Please copy out the rows below word for word, from the line containing "For sports analytics purposes, locate the front" through the line containing "[958,268,1017,311]".

Data items:
•••
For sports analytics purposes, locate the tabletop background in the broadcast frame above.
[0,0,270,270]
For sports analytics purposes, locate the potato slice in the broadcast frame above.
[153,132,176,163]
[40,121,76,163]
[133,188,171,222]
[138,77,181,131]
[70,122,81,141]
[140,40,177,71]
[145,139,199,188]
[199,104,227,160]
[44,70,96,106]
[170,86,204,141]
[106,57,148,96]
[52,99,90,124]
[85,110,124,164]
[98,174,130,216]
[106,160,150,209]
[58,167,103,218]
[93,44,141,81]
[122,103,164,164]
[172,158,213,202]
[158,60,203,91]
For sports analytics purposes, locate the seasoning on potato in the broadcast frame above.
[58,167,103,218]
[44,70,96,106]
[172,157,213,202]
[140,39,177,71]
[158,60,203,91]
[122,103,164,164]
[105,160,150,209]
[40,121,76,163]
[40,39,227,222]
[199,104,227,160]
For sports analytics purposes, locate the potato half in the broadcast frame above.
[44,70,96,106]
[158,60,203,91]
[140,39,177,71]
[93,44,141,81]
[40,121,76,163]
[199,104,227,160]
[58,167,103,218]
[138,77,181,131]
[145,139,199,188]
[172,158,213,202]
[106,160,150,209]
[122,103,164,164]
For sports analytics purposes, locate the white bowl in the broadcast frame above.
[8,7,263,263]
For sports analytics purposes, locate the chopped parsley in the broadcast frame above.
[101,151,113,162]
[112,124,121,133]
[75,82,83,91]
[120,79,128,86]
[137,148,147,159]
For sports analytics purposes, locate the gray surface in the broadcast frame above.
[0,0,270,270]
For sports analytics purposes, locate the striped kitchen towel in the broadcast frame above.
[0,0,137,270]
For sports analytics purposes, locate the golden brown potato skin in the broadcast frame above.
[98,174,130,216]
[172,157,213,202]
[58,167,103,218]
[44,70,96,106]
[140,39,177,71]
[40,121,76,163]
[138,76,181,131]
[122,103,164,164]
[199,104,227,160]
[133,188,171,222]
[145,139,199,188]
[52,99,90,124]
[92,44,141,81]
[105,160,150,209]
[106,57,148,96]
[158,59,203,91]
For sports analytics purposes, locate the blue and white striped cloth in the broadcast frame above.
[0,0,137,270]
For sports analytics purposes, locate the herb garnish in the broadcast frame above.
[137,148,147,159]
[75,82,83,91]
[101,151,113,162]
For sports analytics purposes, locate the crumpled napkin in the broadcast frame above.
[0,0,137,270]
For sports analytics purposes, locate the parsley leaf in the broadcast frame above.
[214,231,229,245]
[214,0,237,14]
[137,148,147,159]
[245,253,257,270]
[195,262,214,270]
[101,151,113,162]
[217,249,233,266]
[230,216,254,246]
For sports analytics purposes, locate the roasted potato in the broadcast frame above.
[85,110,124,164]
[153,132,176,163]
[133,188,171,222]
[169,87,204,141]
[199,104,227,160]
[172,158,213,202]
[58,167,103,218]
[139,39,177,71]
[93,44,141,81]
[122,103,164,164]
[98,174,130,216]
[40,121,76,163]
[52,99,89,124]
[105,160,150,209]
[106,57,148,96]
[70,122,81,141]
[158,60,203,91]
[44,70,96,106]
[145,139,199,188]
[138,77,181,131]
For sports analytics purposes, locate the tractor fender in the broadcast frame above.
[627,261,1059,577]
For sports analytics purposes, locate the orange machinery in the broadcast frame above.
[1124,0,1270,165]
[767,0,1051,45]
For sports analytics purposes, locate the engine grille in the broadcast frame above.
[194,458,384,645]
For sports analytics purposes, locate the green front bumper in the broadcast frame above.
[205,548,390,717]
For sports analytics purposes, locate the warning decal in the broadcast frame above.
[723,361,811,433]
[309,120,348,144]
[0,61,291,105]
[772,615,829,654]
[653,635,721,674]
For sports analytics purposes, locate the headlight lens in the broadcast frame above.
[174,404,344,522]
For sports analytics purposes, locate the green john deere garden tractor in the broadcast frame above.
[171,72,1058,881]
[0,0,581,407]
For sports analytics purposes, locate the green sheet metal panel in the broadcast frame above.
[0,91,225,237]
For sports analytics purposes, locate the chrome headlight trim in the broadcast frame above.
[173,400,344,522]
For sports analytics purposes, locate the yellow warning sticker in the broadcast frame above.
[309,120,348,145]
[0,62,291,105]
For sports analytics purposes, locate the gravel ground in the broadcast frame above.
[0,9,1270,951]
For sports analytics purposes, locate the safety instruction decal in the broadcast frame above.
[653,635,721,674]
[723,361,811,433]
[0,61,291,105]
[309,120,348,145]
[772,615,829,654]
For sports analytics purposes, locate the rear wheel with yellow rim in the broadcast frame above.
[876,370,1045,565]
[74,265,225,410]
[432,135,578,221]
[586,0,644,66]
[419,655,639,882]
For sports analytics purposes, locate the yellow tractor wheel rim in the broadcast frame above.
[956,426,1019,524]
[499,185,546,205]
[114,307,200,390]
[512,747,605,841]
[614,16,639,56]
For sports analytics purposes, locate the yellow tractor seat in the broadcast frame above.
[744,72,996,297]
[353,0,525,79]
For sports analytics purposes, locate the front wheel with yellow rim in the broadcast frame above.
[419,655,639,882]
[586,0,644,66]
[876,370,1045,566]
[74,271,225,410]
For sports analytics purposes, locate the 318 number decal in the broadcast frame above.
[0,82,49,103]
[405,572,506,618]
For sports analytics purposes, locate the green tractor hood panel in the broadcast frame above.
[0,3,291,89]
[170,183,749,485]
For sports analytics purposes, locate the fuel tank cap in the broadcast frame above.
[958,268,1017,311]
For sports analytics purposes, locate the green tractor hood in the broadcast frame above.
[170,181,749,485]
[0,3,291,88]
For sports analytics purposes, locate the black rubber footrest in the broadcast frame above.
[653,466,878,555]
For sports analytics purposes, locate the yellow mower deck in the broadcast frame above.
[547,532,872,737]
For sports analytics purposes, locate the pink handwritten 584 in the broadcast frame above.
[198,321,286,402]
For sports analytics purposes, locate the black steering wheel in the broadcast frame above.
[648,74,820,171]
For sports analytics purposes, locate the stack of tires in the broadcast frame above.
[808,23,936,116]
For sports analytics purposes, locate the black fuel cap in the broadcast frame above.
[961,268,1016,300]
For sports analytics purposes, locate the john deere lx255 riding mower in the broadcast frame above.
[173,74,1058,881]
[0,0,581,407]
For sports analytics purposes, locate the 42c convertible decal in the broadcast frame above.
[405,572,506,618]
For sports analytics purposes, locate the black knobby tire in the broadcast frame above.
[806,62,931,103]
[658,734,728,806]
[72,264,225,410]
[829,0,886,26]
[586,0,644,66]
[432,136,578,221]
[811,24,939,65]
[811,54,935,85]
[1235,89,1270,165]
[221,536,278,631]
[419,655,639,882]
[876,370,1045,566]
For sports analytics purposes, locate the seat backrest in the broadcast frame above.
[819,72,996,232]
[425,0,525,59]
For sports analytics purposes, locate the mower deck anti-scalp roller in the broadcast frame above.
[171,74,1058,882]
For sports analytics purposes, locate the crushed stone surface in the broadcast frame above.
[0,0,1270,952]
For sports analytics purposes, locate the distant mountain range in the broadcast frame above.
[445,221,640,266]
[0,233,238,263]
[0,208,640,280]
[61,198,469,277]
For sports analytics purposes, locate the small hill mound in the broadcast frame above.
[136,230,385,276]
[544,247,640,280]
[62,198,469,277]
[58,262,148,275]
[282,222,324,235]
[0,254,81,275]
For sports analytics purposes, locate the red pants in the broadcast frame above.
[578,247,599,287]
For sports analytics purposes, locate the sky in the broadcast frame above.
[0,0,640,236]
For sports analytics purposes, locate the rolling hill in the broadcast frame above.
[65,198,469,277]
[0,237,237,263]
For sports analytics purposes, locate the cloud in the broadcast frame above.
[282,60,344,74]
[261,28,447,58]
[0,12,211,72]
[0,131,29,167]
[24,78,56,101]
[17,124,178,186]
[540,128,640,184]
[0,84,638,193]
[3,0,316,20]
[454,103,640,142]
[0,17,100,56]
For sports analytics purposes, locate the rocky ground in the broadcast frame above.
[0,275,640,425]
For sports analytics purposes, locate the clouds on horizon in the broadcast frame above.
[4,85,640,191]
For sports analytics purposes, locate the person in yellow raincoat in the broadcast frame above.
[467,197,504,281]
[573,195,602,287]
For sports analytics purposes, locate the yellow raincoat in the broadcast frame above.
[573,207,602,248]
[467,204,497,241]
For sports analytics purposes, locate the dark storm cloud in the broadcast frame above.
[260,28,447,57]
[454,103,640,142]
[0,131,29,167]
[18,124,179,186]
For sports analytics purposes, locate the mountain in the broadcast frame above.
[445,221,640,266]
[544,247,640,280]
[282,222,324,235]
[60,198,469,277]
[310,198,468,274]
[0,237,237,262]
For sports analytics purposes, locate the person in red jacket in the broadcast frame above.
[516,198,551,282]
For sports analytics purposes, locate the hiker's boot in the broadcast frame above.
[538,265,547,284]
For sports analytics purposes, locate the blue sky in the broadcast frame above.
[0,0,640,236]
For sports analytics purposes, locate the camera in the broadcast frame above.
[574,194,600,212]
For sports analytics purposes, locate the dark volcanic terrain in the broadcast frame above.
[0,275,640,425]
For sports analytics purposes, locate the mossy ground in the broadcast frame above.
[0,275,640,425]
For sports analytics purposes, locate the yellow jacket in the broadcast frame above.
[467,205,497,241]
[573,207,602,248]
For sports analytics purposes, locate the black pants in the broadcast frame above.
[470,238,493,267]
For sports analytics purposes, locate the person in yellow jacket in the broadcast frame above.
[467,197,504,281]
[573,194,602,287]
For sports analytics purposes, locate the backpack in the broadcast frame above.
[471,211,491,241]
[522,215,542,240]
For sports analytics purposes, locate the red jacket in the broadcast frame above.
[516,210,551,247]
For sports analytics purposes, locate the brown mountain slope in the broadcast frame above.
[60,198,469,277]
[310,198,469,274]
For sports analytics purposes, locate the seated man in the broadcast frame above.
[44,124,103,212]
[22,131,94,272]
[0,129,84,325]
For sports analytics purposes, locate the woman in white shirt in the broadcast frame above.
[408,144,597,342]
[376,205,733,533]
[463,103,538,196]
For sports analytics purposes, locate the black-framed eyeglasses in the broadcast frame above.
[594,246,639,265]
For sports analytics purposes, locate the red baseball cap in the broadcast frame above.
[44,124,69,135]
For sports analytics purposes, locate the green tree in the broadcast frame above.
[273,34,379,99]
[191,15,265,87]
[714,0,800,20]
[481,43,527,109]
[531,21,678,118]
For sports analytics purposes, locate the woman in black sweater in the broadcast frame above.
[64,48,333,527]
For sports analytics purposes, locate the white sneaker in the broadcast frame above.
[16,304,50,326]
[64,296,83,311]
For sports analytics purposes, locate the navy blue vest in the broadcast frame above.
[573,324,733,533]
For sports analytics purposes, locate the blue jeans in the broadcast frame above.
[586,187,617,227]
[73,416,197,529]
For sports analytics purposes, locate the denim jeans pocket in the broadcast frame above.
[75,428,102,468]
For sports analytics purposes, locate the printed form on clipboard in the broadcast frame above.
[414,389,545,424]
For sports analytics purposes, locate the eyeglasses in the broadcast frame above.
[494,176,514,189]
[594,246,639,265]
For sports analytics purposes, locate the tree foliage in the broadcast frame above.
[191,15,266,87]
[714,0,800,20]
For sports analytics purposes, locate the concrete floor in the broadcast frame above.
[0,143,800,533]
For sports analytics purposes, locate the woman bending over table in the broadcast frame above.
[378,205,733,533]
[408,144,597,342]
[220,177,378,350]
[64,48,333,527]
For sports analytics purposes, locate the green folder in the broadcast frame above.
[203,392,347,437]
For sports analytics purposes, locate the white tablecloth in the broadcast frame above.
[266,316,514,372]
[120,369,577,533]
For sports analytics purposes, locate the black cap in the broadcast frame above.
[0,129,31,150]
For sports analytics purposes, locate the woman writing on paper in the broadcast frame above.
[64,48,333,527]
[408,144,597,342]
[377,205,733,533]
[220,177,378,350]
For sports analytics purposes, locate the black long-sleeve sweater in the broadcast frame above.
•••
Output of the exercise:
For sports analytics purposes, locate the front wheel with yellow rim in the broadcast frame above.
[419,655,639,882]
[586,0,644,66]
[876,370,1045,566]
[74,271,225,410]
For sports analytics purposes, locate the 318 number decal in the broadcast frame above.
[0,82,49,103]
[405,572,506,618]
For sports analytics purposes, locate the green tractor hood panel in the broadcast frame above.
[0,3,291,89]
[170,183,749,485]
For sports analytics purposes, locate the fuel tank cap in the broadcast frame above.
[958,268,1017,311]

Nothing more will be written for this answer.